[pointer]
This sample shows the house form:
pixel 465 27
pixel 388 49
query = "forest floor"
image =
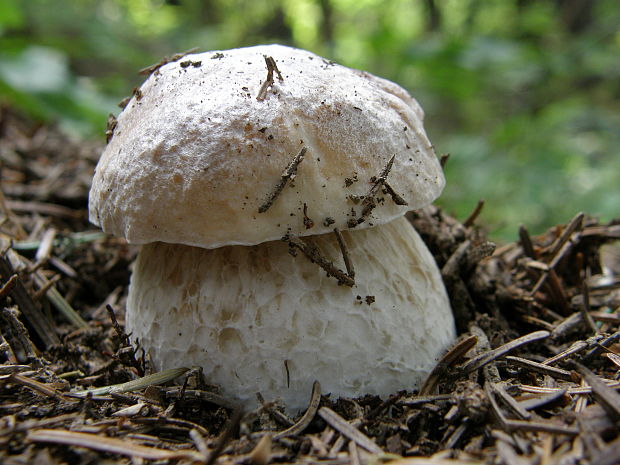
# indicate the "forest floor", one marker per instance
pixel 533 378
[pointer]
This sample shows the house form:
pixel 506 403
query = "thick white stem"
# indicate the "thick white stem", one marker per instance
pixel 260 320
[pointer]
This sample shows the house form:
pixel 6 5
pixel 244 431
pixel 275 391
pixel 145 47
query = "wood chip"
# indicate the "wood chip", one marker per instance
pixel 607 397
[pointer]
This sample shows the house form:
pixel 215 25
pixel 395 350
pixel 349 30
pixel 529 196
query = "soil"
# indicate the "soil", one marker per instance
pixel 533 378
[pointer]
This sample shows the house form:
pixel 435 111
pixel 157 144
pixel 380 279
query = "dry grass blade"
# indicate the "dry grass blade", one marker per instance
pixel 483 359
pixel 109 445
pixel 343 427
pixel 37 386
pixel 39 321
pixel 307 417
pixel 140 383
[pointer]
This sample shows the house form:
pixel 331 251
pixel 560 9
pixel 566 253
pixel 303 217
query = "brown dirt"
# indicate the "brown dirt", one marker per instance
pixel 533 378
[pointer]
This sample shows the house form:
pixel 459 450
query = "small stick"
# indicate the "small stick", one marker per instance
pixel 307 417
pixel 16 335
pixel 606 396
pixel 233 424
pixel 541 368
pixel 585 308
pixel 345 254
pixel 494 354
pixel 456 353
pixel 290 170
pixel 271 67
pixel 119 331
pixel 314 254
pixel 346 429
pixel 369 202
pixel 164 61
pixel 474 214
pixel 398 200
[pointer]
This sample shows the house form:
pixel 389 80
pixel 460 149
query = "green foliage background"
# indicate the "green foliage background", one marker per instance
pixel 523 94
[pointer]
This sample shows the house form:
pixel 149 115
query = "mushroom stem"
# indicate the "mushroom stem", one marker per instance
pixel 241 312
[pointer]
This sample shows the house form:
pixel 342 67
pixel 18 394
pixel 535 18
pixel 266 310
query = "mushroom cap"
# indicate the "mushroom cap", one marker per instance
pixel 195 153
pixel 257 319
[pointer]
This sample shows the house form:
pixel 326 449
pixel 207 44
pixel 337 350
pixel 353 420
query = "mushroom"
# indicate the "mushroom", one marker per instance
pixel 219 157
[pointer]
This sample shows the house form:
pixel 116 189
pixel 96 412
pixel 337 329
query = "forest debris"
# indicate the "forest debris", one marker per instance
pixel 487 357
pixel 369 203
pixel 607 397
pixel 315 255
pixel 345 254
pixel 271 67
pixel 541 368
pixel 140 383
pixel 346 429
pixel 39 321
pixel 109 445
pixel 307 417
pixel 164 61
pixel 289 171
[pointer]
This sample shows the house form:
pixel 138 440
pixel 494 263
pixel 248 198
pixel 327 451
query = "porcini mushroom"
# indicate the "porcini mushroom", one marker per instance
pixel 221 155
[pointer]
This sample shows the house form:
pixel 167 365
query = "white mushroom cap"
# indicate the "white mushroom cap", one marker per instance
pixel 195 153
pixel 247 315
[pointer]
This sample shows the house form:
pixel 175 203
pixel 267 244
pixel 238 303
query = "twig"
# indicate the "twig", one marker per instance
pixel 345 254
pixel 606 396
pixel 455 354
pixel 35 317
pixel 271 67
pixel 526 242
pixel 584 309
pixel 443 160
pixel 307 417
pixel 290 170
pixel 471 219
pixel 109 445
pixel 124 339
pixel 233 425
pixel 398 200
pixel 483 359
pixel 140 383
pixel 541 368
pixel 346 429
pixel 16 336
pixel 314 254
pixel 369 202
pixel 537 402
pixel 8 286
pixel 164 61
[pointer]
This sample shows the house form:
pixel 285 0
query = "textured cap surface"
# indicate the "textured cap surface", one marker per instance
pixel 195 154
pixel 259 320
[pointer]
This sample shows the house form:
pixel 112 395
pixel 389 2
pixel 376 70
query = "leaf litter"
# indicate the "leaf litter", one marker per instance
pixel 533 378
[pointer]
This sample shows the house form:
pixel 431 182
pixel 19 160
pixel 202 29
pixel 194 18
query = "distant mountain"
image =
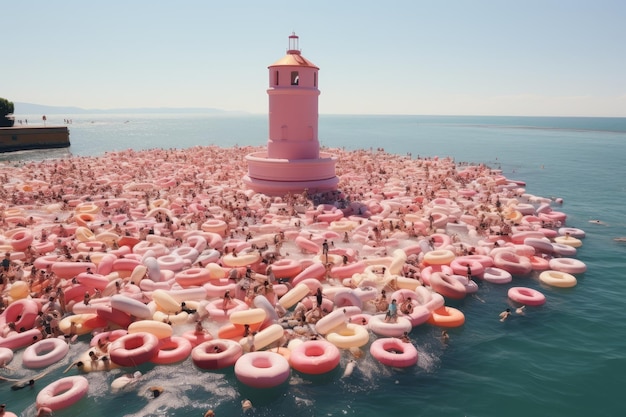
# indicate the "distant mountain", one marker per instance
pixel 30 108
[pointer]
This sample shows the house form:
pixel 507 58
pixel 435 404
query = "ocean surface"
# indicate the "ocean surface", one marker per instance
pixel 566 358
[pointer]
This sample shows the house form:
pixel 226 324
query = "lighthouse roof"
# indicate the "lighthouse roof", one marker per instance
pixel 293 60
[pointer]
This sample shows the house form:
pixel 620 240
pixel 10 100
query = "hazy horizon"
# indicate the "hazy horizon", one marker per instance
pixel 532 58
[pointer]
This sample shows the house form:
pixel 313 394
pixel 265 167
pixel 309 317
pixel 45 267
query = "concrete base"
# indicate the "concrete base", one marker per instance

——

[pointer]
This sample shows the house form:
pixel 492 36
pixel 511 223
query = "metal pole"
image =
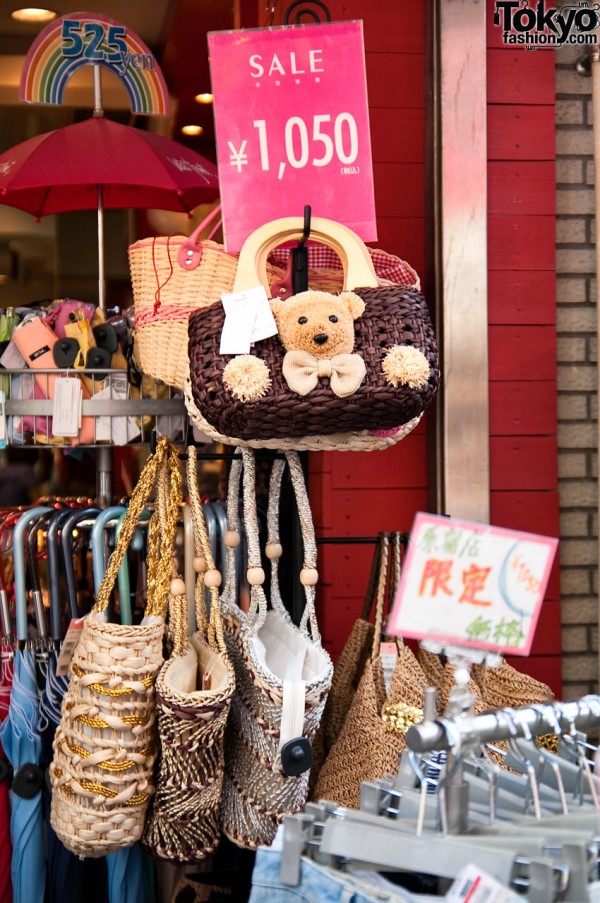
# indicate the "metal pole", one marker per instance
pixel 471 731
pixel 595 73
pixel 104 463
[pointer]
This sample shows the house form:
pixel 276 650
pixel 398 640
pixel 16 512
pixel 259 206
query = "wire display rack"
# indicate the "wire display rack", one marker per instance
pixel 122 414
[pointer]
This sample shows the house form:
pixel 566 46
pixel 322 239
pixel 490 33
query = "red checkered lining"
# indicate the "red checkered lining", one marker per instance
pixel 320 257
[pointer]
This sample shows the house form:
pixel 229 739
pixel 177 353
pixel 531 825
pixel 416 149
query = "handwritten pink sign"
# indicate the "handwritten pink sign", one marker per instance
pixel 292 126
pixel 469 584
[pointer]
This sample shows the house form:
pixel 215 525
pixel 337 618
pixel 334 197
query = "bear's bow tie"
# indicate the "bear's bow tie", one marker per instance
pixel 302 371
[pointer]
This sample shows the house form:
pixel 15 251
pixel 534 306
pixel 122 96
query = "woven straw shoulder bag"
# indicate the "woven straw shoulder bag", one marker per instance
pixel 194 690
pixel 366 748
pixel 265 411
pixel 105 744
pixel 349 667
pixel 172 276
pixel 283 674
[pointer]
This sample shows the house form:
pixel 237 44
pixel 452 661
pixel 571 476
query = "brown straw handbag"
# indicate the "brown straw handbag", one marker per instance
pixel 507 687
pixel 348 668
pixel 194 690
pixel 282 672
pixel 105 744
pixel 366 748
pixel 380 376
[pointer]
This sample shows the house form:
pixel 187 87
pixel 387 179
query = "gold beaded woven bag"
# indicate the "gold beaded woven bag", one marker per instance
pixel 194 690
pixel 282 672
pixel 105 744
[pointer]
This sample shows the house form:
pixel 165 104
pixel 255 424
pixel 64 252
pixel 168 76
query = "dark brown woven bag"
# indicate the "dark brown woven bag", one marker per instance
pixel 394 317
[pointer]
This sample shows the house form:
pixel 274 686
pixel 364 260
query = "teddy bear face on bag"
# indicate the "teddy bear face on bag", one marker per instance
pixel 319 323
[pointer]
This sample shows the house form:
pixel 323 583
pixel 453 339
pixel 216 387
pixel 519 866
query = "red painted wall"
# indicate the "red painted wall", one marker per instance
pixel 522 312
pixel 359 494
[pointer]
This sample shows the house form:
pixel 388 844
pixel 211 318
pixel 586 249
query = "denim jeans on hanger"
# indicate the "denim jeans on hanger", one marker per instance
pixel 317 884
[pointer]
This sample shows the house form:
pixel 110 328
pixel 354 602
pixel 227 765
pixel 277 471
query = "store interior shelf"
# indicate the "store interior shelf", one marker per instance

——

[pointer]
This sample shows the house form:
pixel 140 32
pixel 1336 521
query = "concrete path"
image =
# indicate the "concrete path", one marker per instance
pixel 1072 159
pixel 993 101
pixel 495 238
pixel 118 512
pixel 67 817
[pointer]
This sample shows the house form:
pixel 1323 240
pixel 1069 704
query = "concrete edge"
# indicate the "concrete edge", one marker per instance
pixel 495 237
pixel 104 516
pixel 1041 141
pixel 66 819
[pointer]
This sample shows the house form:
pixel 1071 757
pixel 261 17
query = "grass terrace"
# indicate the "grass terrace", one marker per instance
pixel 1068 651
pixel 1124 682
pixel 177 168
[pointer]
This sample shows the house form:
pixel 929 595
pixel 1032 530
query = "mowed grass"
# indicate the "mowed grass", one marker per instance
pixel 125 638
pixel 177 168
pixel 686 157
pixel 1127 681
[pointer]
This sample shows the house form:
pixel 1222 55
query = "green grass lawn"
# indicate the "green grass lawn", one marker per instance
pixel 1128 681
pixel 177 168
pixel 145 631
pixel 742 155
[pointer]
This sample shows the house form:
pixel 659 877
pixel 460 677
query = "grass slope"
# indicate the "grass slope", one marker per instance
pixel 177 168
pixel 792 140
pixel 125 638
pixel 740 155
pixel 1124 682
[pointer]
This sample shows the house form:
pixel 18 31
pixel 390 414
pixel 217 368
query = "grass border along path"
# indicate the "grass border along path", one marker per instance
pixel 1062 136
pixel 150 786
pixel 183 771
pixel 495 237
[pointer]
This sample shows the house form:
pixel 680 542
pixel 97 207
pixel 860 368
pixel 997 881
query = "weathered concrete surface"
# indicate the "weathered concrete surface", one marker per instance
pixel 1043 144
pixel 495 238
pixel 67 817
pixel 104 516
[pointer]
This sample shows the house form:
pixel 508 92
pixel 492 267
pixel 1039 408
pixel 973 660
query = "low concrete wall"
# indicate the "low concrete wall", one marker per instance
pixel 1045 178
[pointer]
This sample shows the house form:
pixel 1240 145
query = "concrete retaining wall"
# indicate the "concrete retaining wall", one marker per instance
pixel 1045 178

——

#### Exercise requirements
Select each line of the material above that contains the string "horizon". Treat uppercase and lowercase as different.

#### Written reply
query = "hazy horizon"
# indicate the "hazy horizon", one marker per instance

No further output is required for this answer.